> [QUOTED TEXT]:
===============

Award winners whose work is featured in Showcase
Jane Qiu is a globetrotting science writer in Beijing, regularly contributing to publications such as Nature, Science, Scientific American, and The Economist. A recipient of many prestigious fellowships and travel grants, she has covered wide-ranging geoscience and environmental topics from the Arctic, the Antarctic, and the peaks of the Himalayas. Qiu is passionate about the Tibetan Plateau and surrounding mountain ranges—a vast area half the US landmass known as the Third Pole because it boasts the largest stock of ice on Earth outside polar regions—and strives to highlight its increasing fragility and pressing environmental issues. Her three Nature stories, including “The Forgotten Continent” (featured on Showcase), won the AAAS Kavli Science Journalism Award in 2016 for the magazine category. Her reports about the Third Pole were also recognised by the Asian Environmental Journalism Award for the category of Environmental Journalist of the Year.

===============

> [SUPPLIED MATERIAL]:
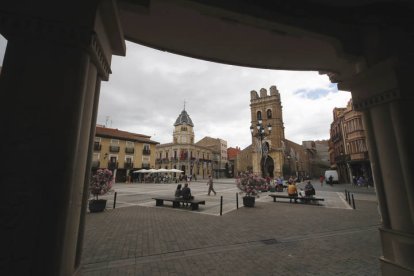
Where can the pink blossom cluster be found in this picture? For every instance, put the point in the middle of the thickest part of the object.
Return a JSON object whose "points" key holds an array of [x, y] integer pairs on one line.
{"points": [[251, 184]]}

===============

> [TASK GOAL]:
From the profile of Jane Qiu, render this sentence in Spanish: "Her reports about the Third Pole were also recognised by the Asian Environmental Journalism Award for the category of Environmental Journalist of the Year." The lines are not needed for this work.

> [RESPONSE]:
Sus reportajes sobre el Tercer Polo también fueron reconocidos por el Asian Environmental Journalism Award en la categoría de Environmental Journalist of the Year.